*The task:* Using the line that contains "Where can the man be" as the first line and the last line of the data as the final one, give every line in that range again exactly.

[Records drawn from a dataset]
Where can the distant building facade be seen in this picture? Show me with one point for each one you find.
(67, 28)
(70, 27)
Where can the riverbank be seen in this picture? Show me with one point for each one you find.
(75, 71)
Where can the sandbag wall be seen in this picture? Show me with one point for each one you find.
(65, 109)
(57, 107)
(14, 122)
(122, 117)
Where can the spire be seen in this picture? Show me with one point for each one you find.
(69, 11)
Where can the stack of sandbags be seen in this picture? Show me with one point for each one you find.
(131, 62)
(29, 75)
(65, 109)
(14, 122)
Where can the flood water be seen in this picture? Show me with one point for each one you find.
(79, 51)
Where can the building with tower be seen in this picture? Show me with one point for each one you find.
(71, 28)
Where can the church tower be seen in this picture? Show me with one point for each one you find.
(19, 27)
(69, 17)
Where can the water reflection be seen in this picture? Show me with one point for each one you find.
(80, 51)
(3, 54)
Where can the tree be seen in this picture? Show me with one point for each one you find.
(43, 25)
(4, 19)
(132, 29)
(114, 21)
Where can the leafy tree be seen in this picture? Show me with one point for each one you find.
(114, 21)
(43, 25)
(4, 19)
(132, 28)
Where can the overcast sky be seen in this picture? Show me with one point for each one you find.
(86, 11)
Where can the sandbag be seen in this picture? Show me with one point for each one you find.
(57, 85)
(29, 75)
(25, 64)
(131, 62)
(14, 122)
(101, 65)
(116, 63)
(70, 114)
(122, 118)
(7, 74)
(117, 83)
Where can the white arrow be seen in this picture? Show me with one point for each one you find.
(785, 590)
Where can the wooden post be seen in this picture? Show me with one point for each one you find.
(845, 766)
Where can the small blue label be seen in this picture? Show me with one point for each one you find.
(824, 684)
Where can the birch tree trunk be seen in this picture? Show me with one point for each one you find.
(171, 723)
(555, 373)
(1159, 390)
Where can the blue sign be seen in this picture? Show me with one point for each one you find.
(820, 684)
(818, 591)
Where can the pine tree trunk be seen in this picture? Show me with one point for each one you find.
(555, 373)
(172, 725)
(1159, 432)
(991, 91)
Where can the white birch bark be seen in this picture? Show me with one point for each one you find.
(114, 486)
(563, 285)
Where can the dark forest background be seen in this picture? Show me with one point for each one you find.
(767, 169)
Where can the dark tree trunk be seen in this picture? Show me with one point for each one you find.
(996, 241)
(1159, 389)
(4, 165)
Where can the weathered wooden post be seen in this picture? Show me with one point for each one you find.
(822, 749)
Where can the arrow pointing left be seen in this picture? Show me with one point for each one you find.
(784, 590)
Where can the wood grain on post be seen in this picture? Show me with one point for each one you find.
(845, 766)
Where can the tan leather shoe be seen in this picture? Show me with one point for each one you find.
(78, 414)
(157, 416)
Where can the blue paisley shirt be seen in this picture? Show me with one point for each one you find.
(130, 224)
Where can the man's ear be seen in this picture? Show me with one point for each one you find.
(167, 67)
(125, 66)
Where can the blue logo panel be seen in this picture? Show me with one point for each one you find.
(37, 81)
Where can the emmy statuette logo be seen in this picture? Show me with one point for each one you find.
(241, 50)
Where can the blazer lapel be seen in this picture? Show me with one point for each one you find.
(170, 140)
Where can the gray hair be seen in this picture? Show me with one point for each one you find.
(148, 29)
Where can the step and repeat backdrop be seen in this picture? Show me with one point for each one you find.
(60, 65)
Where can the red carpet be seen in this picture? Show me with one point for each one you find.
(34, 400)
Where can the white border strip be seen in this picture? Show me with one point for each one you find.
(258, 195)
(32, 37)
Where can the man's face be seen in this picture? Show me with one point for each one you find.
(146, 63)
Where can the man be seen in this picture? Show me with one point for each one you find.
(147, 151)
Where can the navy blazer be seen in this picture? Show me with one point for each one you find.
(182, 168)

*Task answer:*
Where can the man be seen in this picture? Show me with one point for each one you find.
(147, 151)
Where can the navy blazer be seen in this picture? Show me with one point for each one you find.
(182, 168)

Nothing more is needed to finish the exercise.